**What the task asks:** Retype the material that follows, keeping every word as it is.

━━ Input for this task ━━

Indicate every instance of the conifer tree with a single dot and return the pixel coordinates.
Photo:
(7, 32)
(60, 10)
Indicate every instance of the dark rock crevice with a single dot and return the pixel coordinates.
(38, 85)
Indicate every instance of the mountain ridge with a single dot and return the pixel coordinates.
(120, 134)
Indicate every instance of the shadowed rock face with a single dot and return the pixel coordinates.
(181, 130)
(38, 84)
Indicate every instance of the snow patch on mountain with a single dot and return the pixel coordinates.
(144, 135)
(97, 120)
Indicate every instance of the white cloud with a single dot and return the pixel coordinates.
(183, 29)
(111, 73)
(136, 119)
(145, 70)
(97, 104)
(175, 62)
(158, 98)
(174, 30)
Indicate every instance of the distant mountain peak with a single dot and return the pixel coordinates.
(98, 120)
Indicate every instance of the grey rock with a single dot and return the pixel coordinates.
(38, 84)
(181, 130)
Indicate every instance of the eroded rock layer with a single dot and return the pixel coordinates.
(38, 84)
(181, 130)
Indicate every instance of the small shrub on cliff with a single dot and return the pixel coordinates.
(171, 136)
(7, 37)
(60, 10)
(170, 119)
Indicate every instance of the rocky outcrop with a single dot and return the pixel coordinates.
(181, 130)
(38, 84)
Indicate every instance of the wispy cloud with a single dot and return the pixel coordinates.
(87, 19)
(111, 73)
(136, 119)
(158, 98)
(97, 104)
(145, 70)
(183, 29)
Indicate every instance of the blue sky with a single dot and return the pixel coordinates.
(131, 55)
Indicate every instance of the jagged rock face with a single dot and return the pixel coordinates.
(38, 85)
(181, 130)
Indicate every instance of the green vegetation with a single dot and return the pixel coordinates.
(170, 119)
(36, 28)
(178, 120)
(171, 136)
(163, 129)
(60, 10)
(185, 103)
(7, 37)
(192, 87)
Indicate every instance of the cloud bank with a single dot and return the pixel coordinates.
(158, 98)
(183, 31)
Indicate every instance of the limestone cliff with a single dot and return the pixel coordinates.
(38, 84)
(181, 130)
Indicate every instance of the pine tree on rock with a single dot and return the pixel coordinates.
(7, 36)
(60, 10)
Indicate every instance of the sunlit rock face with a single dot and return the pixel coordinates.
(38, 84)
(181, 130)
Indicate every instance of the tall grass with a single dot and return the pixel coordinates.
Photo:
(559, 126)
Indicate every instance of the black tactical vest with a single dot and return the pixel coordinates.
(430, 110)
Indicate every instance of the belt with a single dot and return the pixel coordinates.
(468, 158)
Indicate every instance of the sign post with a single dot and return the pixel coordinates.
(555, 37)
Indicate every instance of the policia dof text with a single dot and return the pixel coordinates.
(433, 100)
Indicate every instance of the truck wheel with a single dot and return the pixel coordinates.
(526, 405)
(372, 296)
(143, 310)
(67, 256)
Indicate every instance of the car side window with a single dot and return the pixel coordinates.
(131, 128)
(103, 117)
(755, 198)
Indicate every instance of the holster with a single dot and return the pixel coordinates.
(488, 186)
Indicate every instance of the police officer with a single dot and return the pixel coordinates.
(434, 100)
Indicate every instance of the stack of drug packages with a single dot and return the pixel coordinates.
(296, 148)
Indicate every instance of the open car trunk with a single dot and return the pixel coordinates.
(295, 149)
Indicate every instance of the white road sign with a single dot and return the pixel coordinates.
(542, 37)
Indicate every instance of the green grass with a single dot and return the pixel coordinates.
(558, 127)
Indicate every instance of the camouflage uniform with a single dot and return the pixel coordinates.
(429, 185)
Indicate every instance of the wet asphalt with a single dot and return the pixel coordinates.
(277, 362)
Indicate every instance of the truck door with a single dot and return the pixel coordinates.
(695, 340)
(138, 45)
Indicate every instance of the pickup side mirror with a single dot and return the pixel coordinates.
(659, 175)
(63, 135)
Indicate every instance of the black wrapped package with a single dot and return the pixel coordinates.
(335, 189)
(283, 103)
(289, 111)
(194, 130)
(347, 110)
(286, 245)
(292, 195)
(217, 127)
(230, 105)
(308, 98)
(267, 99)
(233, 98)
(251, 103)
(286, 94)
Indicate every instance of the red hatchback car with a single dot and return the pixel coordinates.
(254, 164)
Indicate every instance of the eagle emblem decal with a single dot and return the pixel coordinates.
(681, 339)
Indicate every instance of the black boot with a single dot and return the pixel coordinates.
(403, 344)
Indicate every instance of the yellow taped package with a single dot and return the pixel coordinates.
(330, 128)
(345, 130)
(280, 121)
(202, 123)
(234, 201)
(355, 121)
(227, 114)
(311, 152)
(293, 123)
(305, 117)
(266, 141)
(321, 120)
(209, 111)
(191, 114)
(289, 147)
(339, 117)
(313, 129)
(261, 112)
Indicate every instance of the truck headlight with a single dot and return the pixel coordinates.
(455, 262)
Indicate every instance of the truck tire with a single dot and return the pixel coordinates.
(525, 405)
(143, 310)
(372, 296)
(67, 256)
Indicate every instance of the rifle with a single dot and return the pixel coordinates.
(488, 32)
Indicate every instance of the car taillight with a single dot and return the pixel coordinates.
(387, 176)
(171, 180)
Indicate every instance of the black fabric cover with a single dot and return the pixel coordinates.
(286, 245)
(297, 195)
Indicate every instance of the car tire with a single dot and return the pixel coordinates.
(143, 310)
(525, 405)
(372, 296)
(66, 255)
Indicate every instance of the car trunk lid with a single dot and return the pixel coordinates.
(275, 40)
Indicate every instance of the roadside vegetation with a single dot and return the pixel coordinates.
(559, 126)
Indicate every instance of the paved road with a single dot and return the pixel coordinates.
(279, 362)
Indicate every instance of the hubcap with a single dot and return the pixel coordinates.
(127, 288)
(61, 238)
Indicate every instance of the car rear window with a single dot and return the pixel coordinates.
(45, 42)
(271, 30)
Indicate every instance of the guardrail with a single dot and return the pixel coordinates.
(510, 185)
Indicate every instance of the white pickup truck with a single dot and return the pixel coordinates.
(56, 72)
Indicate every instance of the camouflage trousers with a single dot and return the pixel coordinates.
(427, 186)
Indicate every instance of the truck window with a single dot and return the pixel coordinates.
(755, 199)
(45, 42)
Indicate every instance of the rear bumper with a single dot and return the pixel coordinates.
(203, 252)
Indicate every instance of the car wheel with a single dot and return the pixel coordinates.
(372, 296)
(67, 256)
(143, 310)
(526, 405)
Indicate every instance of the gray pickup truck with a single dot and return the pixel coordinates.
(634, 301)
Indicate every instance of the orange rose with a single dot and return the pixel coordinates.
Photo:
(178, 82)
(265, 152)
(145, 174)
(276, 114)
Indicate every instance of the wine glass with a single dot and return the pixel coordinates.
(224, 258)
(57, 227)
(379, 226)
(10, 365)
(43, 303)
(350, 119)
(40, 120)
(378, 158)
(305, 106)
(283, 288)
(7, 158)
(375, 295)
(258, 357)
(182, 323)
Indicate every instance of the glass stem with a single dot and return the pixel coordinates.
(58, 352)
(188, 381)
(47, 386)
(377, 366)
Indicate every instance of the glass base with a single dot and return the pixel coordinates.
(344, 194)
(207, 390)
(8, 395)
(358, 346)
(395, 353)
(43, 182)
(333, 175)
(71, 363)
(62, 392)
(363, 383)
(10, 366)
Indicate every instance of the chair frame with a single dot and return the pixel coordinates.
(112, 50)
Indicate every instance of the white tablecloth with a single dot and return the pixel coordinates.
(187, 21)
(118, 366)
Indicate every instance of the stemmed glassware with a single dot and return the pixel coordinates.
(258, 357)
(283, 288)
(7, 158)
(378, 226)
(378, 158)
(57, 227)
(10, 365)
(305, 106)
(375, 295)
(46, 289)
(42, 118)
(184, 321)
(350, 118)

━━━

**Final result:**
Indicate every instance of the conifer tree with a single dot and return the pixel coordinates.
Photo:
(7, 32)
(60, 10)
Indicate every instance of the dark rock crevice with a single dot and return the pixel coordinates.
(38, 85)
Indicate every instance of the mountain ridge with a single dot and return the pixel coordinates.
(120, 134)
Indicate every instance of the shadowed rock face with a single dot and return the pixel coordinates.
(181, 130)
(38, 84)
Indicate every instance of the snow patch on mountain with a single dot and return the pixel coordinates.
(144, 135)
(97, 120)
Indicate every instance of the white cloud with a single dot and return the pixel coordinates.
(183, 29)
(111, 73)
(136, 119)
(145, 70)
(97, 104)
(175, 62)
(158, 98)
(174, 30)
Indicate every instance of the distant mountain peak with a single dot and return the pixel coordinates.
(98, 120)
Indicate every instance of the grey rock with a single dot and return the pixel coordinates.
(38, 84)
(181, 130)
Indicate every instance of the eroded rock layer with a single dot and return the pixel coordinates.
(38, 84)
(181, 130)
Indicate every instance of the small shrub on cliff with a single dot and return the pixel coordinates.
(171, 136)
(7, 37)
(60, 10)
(170, 119)
Indicate every instance of the rocky outcrop with a single dot and return the pixel coordinates.
(181, 130)
(38, 84)
Indicate every instance of the wispy cloud with a single dot and return the pixel coordinates.
(87, 19)
(111, 73)
(136, 119)
(158, 98)
(97, 104)
(145, 70)
(183, 29)
Indicate every instance of the blue sky with a single dot and return the pixel coordinates.
(131, 55)
Indicate every instance of the jagged rock face with a single dot and return the pixel coordinates.
(38, 85)
(181, 130)
Indicate every instance of the green vegetation with a single dot and return the pixel coordinates.
(170, 119)
(36, 28)
(178, 120)
(171, 136)
(163, 129)
(60, 10)
(185, 103)
(7, 37)
(192, 87)
Indicate every instance of the cloud bank with a single dot and return the pixel coordinates.
(158, 98)
(183, 31)
Indicate every instance of the limestone cliff with a single dot and return the pixel coordinates.
(38, 84)
(181, 130)
Indicate every instance of the pine tree on rock with a single dot and return the pixel coordinates.
(7, 36)
(60, 10)
Indicate every instance of the sunlit rock face with a single dot and return the pixel coordinates.
(38, 84)
(181, 130)
Indicate every instance of the tall grass with a single dot and return the pixel coordinates.
Photo:
(559, 126)
Indicate every instance of the black tactical vest with a single dot and return the pixel coordinates.
(430, 110)
Indicate every instance of the belt with a single dot and return the pixel coordinates.
(468, 158)
Indicate every instance of the sign post with a single dot and return the pixel coordinates.
(555, 37)
Indicate every instance of the policia dof text with a single dot and return the pixel coordinates.
(433, 100)
Indicate every instance of the truck wheel with a single dot and return the pixel coordinates.
(526, 405)
(372, 296)
(143, 310)
(67, 256)
Indicate every instance of the car side window with a single dot and return the pixel coordinates.
(131, 128)
(103, 117)
(755, 198)
Indicate every instance of the holster with a single dot and return the pixel coordinates.
(488, 186)
Indicate every instance of the police officer with a single dot and return the pixel coordinates.
(434, 100)
Indicate every instance of the stack of drug packages with a single dot and return the pixel coordinates.
(296, 148)
Indicate every instance of the open car trunk with a single dot and return the pixel coordinates.
(295, 149)
Indicate every instance of the white road sign with a single dot and return the pixel coordinates.
(542, 37)
Indicate every instance of the green grass with a single dot and return the pixel coordinates.
(558, 127)
Indicate every instance of the camouflage uniform with a single dot and return the pixel coordinates.
(429, 185)
Indicate every instance of the wet asphalt with a single dot and return the pixel coordinates.
(277, 362)
Indicate every instance of the truck door with a single dot and return the pixel coordinates.
(695, 340)
(138, 45)
Indicate every instance of the pickup side mirror with a single dot and return the pixel coordinates.
(659, 175)
(63, 135)
Indicate every instance of the black wrapped package with a single dot and return the pixel coordinates.
(335, 189)
(283, 103)
(289, 111)
(194, 130)
(347, 110)
(286, 245)
(292, 195)
(217, 127)
(230, 105)
(308, 98)
(267, 99)
(233, 98)
(251, 103)
(286, 94)
Indicate every instance of the red hatchback car with a single dot and return the pixel coordinates.
(254, 164)
Indicate every instance of the eagle emblem decal with a single dot and return the pixel coordinates.
(681, 339)
Indicate every instance of the black boot with a single dot and return the pixel coordinates.
(403, 344)
Indicate every instance of the yellow taped package with a single dot and return the pixel coordinates.
(330, 128)
(345, 130)
(280, 121)
(202, 123)
(234, 201)
(355, 121)
(227, 114)
(311, 152)
(293, 123)
(305, 117)
(266, 141)
(321, 120)
(209, 111)
(191, 114)
(289, 147)
(339, 117)
(313, 129)
(261, 112)
Indicate every instance of the truck headlight with a single dot and return the pixel coordinates.
(455, 262)
Indicate every instance of the truck tire with a single dot and return the pixel coordinates.
(525, 405)
(143, 310)
(372, 296)
(67, 256)
Indicate every instance of the rifle with a single dot and return the pixel coordinates.
(488, 32)
Indicate every instance of the car taillight with a single dot and return the pixel coordinates.
(387, 176)
(171, 180)
Indicate every instance of the black fabric cover with a single dot and return the pixel coordinates.
(286, 245)
(297, 195)
Indicate every instance of the car tire with a single dot and return the pixel coordinates.
(143, 310)
(525, 405)
(372, 296)
(66, 255)
Indicate every instance of the car trunk lid with a single dot and return the pixel coordinates.
(275, 40)
Indicate every instance of the roadside vegetation with a single dot and return the pixel coordinates.
(559, 126)
Indicate every instance of the paved road with a single dot and return the pixel coordinates.
(279, 362)
Indicate every instance of the hubcap with a single dot and return the pixel coordinates.
(127, 288)
(61, 238)
Indicate every instance of the car rear window with a single dot and return the pixel coordinates.
(45, 42)
(271, 30)
Indicate every instance of the guardrail with a single dot and return the pixel coordinates.
(510, 185)
Indicate every instance of the white pickup truck with a single dot and return the pixel coordinates.
(56, 72)
Indicate every instance of the camouflage trousers with a single dot and return the pixel coordinates.
(427, 186)
Indicate every instance of the truck window with a single dot and return the pixel coordinates.
(755, 199)
(45, 42)
Indicate every instance of the rear bumper with a single dot and return the pixel coordinates.
(203, 252)
Indicate every instance of the car wheel with a single dot and return the pixel coordinates.
(372, 296)
(67, 256)
(143, 310)
(526, 405)
Indicate every instance of the gray pickup truck with a single dot and return the pixel coordinates.
(634, 301)
Indicate every instance of the orange rose with a single dot and return the pixel coordinates.
Photo:
(178, 82)
(265, 152)
(145, 174)
(276, 114)
Indicate every instance of the wine glass with a single dot and return the pixel coordinates.
(224, 258)
(57, 227)
(379, 226)
(10, 365)
(43, 303)
(350, 119)
(40, 120)
(378, 158)
(305, 106)
(283, 288)
(7, 158)
(375, 295)
(258, 357)
(182, 323)
Indicate every instance of the glass stem with a single dot and return the pixel coordinates.
(58, 352)
(188, 381)
(47, 386)
(377, 366)
Indicate every instance of the glass base with a single dot and return the pixel coordinates.
(344, 194)
(207, 390)
(8, 395)
(358, 346)
(395, 353)
(43, 182)
(333, 175)
(71, 363)
(62, 392)
(363, 383)
(10, 366)
Indicate every instance of the chair frame with a single dot and return the pixel coordinates.
(112, 50)
Indicate every instance of the white tablecloth with a single dot and return the pixel coordinates.
(187, 21)
(118, 366)
Indicate every instance of the stemmed glassware with a single dot and return the pixel coordinates.
(258, 357)
(283, 288)
(7, 158)
(378, 226)
(378, 158)
(57, 227)
(10, 365)
(305, 106)
(375, 295)
(46, 289)
(42, 118)
(184, 321)
(350, 118)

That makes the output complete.